— start of TEXT —

AirBnB opposes legislation, calls for different approach, Opposition worried about collateral damage

Reaction to new legislation limiting short-term rentals in B.C. is drawing a range of reactions.

Housing Minister Ravi Kahlon Monday (Oct. 16) tabled legislation limiting short-term rentals in some but not all communities of B.C. as part of a larger policy package that also includes a registry for platforms like Airbnb and hosts, and tougher penalties for violators of existing municipal bylaws.

Karin Kirkpatrick, BC United shadow minister for housing, questioned the pace of government in bringing forward this legislation and its impact. Citing New York City’s rules (whole-apartment rentals of less than 30 days are illegal), Kirkpatrick predicts that the legislation will push some short-term rental providers into the black market. Kirkpatrick said her party is also concerned about the impact of the legislation on tourism in communities both large and small.

— end of TEXT —
— start of ENTRIES PROVIDED —

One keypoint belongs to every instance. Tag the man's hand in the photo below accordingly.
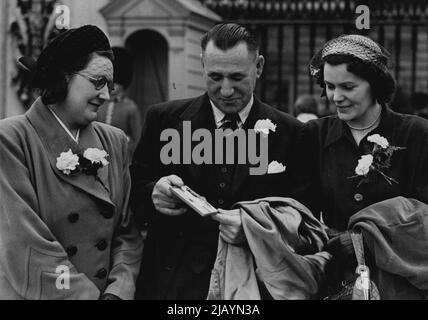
(230, 226)
(164, 200)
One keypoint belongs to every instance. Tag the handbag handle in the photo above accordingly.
(357, 242)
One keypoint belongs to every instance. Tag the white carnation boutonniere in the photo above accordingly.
(264, 126)
(96, 156)
(89, 162)
(275, 167)
(67, 162)
(377, 162)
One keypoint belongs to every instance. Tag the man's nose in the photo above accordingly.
(104, 93)
(337, 95)
(226, 88)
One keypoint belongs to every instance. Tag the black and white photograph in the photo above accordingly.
(213, 155)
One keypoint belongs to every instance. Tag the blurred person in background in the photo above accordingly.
(121, 111)
(306, 108)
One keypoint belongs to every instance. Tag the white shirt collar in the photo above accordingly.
(76, 139)
(243, 114)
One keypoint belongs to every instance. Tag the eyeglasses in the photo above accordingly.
(99, 82)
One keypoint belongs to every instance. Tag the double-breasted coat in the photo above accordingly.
(180, 250)
(64, 236)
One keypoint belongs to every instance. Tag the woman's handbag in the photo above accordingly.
(360, 287)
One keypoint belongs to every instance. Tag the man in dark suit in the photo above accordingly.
(181, 245)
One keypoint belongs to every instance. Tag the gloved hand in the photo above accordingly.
(340, 246)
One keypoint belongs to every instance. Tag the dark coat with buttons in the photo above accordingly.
(331, 155)
(180, 251)
(51, 222)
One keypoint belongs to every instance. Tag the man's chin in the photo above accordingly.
(230, 107)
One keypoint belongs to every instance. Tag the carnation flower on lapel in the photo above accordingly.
(89, 162)
(264, 126)
(374, 164)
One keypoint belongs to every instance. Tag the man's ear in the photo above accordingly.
(260, 63)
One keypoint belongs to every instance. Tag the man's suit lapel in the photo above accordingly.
(56, 140)
(201, 116)
(242, 171)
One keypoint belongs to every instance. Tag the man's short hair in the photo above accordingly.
(228, 35)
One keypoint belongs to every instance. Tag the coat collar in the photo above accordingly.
(338, 129)
(55, 140)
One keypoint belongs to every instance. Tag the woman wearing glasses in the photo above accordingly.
(65, 227)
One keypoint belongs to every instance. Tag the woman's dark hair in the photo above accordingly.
(382, 84)
(55, 88)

— end of ENTRIES PROVIDED —

### CHALLENGES
A) In the article on B.C.'s short-term rental legislation, what New York City rule does Karin Kirkpatrick cite?
B) Pick up the article on B.C.'s short-term rental legislation after its final sentence and continue it.

### TASK RESPONSES
A) Whole-apartment rentals of less than 30 days are illegal.

B)
“One of the problems that have helped Airbnb grow is the lack of motel and hotel space,” Kirkpatrick said. The number of new hotel spaces in major communities like Vancouver has also stagnated, she added. “We’re unable to host large events, large conventions, because we just simply don’t have enough space for them. So there are some contributing factors there.”

She added that the government should look at the issue of short-term rentals in conjunction with actually creating more hotel space and that the legislation could impact B.C.’s relationship with the tourism industry.

“So there are some concerns about our own relationship here as a province with that sector.”

Kirkpatrick, however, made it clear that the state of housing and the supply of hotel rooms are separate issues.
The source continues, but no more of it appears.